'''

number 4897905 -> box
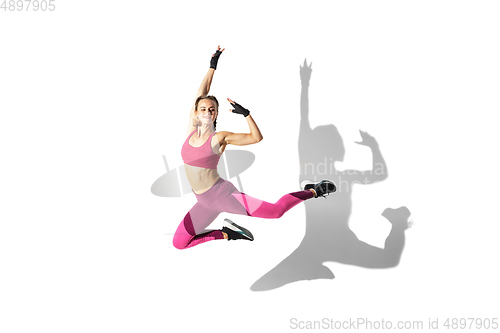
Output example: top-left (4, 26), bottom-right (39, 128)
top-left (1, 0), bottom-right (56, 11)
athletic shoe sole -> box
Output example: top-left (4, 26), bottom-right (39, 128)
top-left (223, 218), bottom-right (254, 241)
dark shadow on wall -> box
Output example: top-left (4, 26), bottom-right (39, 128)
top-left (250, 60), bottom-right (412, 292)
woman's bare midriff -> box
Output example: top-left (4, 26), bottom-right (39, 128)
top-left (184, 164), bottom-right (220, 194)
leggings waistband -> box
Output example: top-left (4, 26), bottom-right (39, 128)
top-left (194, 177), bottom-right (228, 199)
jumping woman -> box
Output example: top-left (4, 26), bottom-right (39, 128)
top-left (172, 46), bottom-right (336, 249)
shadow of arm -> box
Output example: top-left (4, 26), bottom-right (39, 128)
top-left (300, 59), bottom-right (312, 134)
top-left (345, 132), bottom-right (388, 184)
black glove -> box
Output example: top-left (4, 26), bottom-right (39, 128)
top-left (210, 49), bottom-right (223, 70)
top-left (230, 101), bottom-right (250, 117)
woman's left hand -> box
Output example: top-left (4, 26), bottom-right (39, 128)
top-left (227, 98), bottom-right (250, 117)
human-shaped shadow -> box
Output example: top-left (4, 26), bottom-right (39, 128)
top-left (250, 60), bottom-right (411, 291)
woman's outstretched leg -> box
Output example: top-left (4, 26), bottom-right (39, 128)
top-left (222, 180), bottom-right (336, 218)
top-left (229, 190), bottom-right (314, 218)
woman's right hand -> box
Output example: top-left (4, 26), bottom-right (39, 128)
top-left (210, 45), bottom-right (225, 70)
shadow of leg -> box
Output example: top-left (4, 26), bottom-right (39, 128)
top-left (250, 246), bottom-right (335, 292)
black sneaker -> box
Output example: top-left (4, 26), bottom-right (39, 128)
top-left (301, 179), bottom-right (337, 198)
top-left (222, 218), bottom-right (254, 241)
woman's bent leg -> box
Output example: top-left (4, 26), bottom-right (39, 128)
top-left (172, 203), bottom-right (223, 249)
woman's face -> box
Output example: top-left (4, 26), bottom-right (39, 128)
top-left (196, 99), bottom-right (218, 125)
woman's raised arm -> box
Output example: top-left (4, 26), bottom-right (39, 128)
top-left (187, 46), bottom-right (224, 134)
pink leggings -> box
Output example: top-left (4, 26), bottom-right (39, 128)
top-left (173, 178), bottom-right (314, 249)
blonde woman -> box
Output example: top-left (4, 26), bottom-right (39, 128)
top-left (173, 46), bottom-right (336, 249)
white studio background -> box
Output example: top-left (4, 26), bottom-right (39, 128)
top-left (1, 1), bottom-right (499, 332)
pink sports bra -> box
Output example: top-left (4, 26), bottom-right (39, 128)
top-left (181, 130), bottom-right (220, 169)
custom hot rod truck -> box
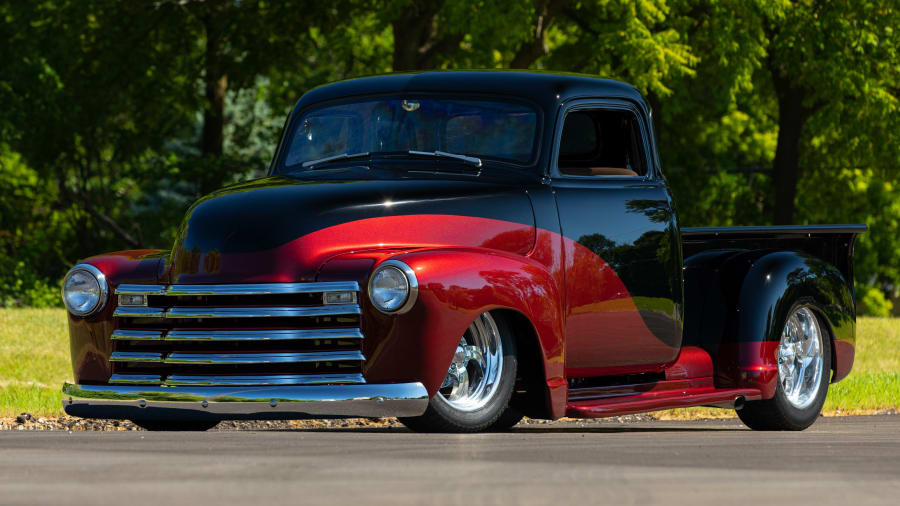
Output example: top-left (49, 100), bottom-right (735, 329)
top-left (61, 72), bottom-right (865, 432)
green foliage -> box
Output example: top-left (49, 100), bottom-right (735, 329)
top-left (0, 0), bottom-right (898, 312)
top-left (858, 286), bottom-right (893, 318)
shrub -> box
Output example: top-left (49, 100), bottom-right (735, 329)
top-left (858, 285), bottom-right (893, 317)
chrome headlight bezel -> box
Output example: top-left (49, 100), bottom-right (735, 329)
top-left (367, 260), bottom-right (418, 315)
top-left (61, 263), bottom-right (109, 317)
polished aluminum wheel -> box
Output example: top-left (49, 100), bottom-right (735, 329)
top-left (437, 312), bottom-right (504, 412)
top-left (777, 307), bottom-right (825, 409)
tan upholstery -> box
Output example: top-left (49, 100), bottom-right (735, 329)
top-left (560, 167), bottom-right (639, 177)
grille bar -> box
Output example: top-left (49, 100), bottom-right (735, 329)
top-left (110, 374), bottom-right (163, 384)
top-left (116, 285), bottom-right (167, 296)
top-left (113, 307), bottom-right (166, 318)
top-left (112, 330), bottom-right (163, 340)
top-left (165, 328), bottom-right (363, 341)
top-left (163, 351), bottom-right (365, 364)
top-left (114, 305), bottom-right (361, 319)
top-left (166, 305), bottom-right (360, 318)
top-left (116, 282), bottom-right (359, 296)
top-left (110, 352), bottom-right (164, 363)
top-left (164, 373), bottom-right (365, 386)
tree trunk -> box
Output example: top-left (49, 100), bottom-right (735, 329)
top-left (391, 1), bottom-right (447, 71)
top-left (770, 71), bottom-right (811, 225)
top-left (510, 0), bottom-right (566, 68)
top-left (201, 6), bottom-right (227, 156)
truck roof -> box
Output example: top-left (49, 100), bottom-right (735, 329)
top-left (294, 71), bottom-right (647, 114)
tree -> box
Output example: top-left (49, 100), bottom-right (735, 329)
top-left (755, 1), bottom-right (898, 224)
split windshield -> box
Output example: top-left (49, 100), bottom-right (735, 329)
top-left (280, 97), bottom-right (539, 171)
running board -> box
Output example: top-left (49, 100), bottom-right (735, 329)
top-left (566, 386), bottom-right (763, 419)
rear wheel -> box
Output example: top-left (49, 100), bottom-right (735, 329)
top-left (738, 306), bottom-right (831, 431)
top-left (132, 420), bottom-right (219, 431)
top-left (399, 312), bottom-right (517, 433)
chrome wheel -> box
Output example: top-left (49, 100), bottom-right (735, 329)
top-left (437, 312), bottom-right (504, 412)
top-left (777, 307), bottom-right (825, 410)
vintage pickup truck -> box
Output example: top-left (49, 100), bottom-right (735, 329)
top-left (61, 72), bottom-right (865, 432)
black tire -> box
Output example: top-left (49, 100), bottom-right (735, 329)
top-left (399, 313), bottom-right (518, 433)
top-left (489, 406), bottom-right (525, 431)
top-left (738, 308), bottom-right (832, 431)
top-left (132, 419), bottom-right (219, 431)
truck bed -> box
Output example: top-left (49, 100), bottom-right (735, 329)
top-left (681, 224), bottom-right (867, 284)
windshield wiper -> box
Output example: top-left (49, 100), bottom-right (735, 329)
top-left (407, 150), bottom-right (483, 168)
top-left (302, 152), bottom-right (370, 169)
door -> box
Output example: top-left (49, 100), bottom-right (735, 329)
top-left (551, 100), bottom-right (683, 377)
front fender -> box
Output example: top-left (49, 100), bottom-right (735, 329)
top-left (343, 248), bottom-right (564, 414)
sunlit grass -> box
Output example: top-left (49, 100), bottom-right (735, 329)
top-left (0, 310), bottom-right (898, 418)
top-left (0, 309), bottom-right (70, 417)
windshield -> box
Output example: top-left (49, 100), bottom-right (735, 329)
top-left (280, 97), bottom-right (539, 171)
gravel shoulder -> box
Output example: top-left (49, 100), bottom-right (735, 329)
top-left (0, 413), bottom-right (660, 431)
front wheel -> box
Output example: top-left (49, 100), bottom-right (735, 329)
top-left (738, 306), bottom-right (831, 431)
top-left (399, 312), bottom-right (517, 433)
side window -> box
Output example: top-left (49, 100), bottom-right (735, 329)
top-left (557, 108), bottom-right (647, 177)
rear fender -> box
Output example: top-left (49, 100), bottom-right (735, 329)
top-left (351, 248), bottom-right (566, 418)
top-left (684, 250), bottom-right (855, 398)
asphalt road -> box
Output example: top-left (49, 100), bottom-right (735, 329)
top-left (1, 415), bottom-right (898, 505)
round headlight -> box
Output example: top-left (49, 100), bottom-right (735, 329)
top-left (368, 260), bottom-right (418, 314)
top-left (62, 264), bottom-right (108, 316)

'''

> _What you will do_: Please repeat everything in the data above except the pictures, exactly as it reads.

> _Result_:
number 4897905 -> box
Output example: top-left (4, 26), bottom-right (39, 128)
top-left (1, 0), bottom-right (56, 11)
athletic shoe sole -> box
Output example: top-left (4, 26), bottom-right (39, 128)
top-left (223, 218), bottom-right (254, 241)
dark shadow on wall -> box
Output example: top-left (4, 26), bottom-right (39, 128)
top-left (250, 60), bottom-right (412, 292)
woman's bare midriff -> box
Output example: top-left (4, 26), bottom-right (39, 128)
top-left (184, 164), bottom-right (220, 194)
leggings waistband -> box
Output example: top-left (4, 26), bottom-right (39, 128)
top-left (194, 177), bottom-right (228, 199)
jumping woman -> box
Output example: top-left (4, 26), bottom-right (39, 128)
top-left (172, 46), bottom-right (336, 249)
shadow of arm -> box
Output example: top-left (4, 26), bottom-right (39, 128)
top-left (300, 59), bottom-right (312, 134)
top-left (345, 132), bottom-right (388, 184)
black glove -> box
Output example: top-left (4, 26), bottom-right (39, 128)
top-left (210, 49), bottom-right (223, 70)
top-left (230, 101), bottom-right (250, 117)
woman's left hand -> box
Output example: top-left (4, 26), bottom-right (39, 128)
top-left (227, 98), bottom-right (250, 117)
human-shaped shadow -> box
Output example: top-left (4, 26), bottom-right (39, 128)
top-left (250, 60), bottom-right (411, 291)
woman's outstretched leg -> box
Output example: top-left (4, 26), bottom-right (39, 128)
top-left (222, 180), bottom-right (336, 218)
top-left (229, 190), bottom-right (314, 218)
woman's right hand -> box
Output example: top-left (4, 26), bottom-right (39, 128)
top-left (210, 45), bottom-right (225, 70)
shadow of leg -> box
Output example: top-left (4, 26), bottom-right (39, 128)
top-left (250, 246), bottom-right (335, 292)
black sneaker -> box
Output example: top-left (4, 26), bottom-right (39, 128)
top-left (301, 179), bottom-right (337, 198)
top-left (222, 218), bottom-right (254, 241)
woman's bent leg -> box
Output example: top-left (4, 26), bottom-right (39, 128)
top-left (172, 203), bottom-right (223, 249)
woman's face -> box
Output example: top-left (4, 26), bottom-right (39, 128)
top-left (196, 99), bottom-right (218, 125)
woman's raised arm -> box
Output example: top-left (4, 26), bottom-right (39, 128)
top-left (187, 46), bottom-right (224, 134)
pink leggings -> box
Output example: top-left (4, 26), bottom-right (39, 128)
top-left (173, 178), bottom-right (314, 249)
blonde woman -> box
Output example: top-left (4, 26), bottom-right (39, 128)
top-left (173, 46), bottom-right (336, 249)
white studio background -> box
Output example: top-left (4, 26), bottom-right (39, 128)
top-left (1, 1), bottom-right (499, 332)
pink sports bra -> box
Output example: top-left (4, 26), bottom-right (39, 128)
top-left (181, 130), bottom-right (220, 169)
custom hot rod truck -> box
Output example: top-left (49, 100), bottom-right (735, 329)
top-left (61, 72), bottom-right (865, 432)
green foliage -> box
Output example: top-left (49, 100), bottom-right (735, 329)
top-left (0, 0), bottom-right (898, 312)
top-left (858, 286), bottom-right (893, 318)
shrub -> box
Output example: top-left (49, 100), bottom-right (735, 329)
top-left (858, 285), bottom-right (893, 317)
chrome headlight bezel -> box
Output example: top-left (49, 100), bottom-right (735, 329)
top-left (367, 260), bottom-right (418, 315)
top-left (61, 263), bottom-right (109, 317)
polished aluminum wheel -> box
Output example: top-left (49, 100), bottom-right (735, 329)
top-left (437, 312), bottom-right (504, 412)
top-left (777, 307), bottom-right (825, 409)
tan upholstery -> box
Output example: top-left (49, 100), bottom-right (735, 329)
top-left (560, 167), bottom-right (639, 177)
grille bar -> box
Output example: top-left (49, 100), bottom-right (735, 329)
top-left (110, 374), bottom-right (163, 384)
top-left (116, 285), bottom-right (167, 296)
top-left (113, 307), bottom-right (166, 318)
top-left (112, 330), bottom-right (163, 340)
top-left (165, 328), bottom-right (363, 341)
top-left (163, 351), bottom-right (365, 364)
top-left (114, 305), bottom-right (361, 319)
top-left (166, 305), bottom-right (360, 318)
top-left (116, 282), bottom-right (359, 296)
top-left (110, 352), bottom-right (164, 363)
top-left (164, 373), bottom-right (365, 386)
tree trunk -> box
Output example: top-left (49, 100), bottom-right (735, 329)
top-left (391, 1), bottom-right (447, 71)
top-left (770, 71), bottom-right (811, 225)
top-left (510, 0), bottom-right (566, 68)
top-left (201, 6), bottom-right (227, 156)
truck roof -> box
Output example: top-left (49, 100), bottom-right (735, 329)
top-left (294, 71), bottom-right (647, 114)
tree -> box
Output example: top-left (49, 100), bottom-right (735, 329)
top-left (755, 1), bottom-right (898, 224)
split windshield -> box
Output example: top-left (49, 100), bottom-right (735, 329)
top-left (280, 97), bottom-right (539, 171)
running board -> box
Output example: top-left (49, 100), bottom-right (735, 329)
top-left (566, 386), bottom-right (763, 419)
rear wheel -> box
Output example: top-left (49, 100), bottom-right (735, 329)
top-left (738, 306), bottom-right (831, 431)
top-left (132, 420), bottom-right (219, 431)
top-left (399, 312), bottom-right (517, 433)
chrome wheel -> box
Output example: top-left (49, 100), bottom-right (735, 329)
top-left (437, 312), bottom-right (504, 412)
top-left (777, 307), bottom-right (825, 410)
vintage pickup truck -> box
Output example: top-left (49, 100), bottom-right (735, 329)
top-left (61, 72), bottom-right (865, 432)
black tire -> box
Output example: top-left (49, 100), bottom-right (735, 329)
top-left (399, 313), bottom-right (518, 433)
top-left (489, 406), bottom-right (525, 431)
top-left (738, 308), bottom-right (832, 431)
top-left (132, 419), bottom-right (219, 431)
truck bed -> box
Output example: top-left (49, 100), bottom-right (735, 329)
top-left (681, 224), bottom-right (867, 284)
windshield wiper -> box
Output example: top-left (49, 100), bottom-right (735, 329)
top-left (407, 150), bottom-right (483, 168)
top-left (302, 152), bottom-right (370, 169)
door -> box
Output example: top-left (49, 100), bottom-right (735, 329)
top-left (551, 100), bottom-right (683, 377)
front fender -> box
Output example: top-left (49, 100), bottom-right (735, 329)
top-left (343, 248), bottom-right (564, 414)
sunlit grass -> box
Output example: top-left (49, 100), bottom-right (735, 329)
top-left (0, 310), bottom-right (898, 418)
top-left (0, 309), bottom-right (70, 417)
windshield -> box
Output example: top-left (49, 100), bottom-right (735, 329)
top-left (280, 97), bottom-right (539, 171)
gravel shoulder -> box
Output example: top-left (49, 100), bottom-right (735, 329)
top-left (0, 413), bottom-right (660, 431)
front wheel -> box
Output example: top-left (49, 100), bottom-right (735, 329)
top-left (738, 306), bottom-right (831, 431)
top-left (399, 312), bottom-right (517, 433)
side window -> box
Output example: top-left (49, 100), bottom-right (735, 329)
top-left (557, 108), bottom-right (647, 177)
rear fender -> box
Output example: top-left (49, 100), bottom-right (735, 329)
top-left (351, 248), bottom-right (566, 418)
top-left (684, 250), bottom-right (855, 398)
asphalt road -> box
Output example: top-left (49, 100), bottom-right (735, 329)
top-left (1, 415), bottom-right (898, 505)
round headlight -> box
Output example: top-left (49, 100), bottom-right (735, 329)
top-left (368, 260), bottom-right (418, 314)
top-left (62, 264), bottom-right (108, 316)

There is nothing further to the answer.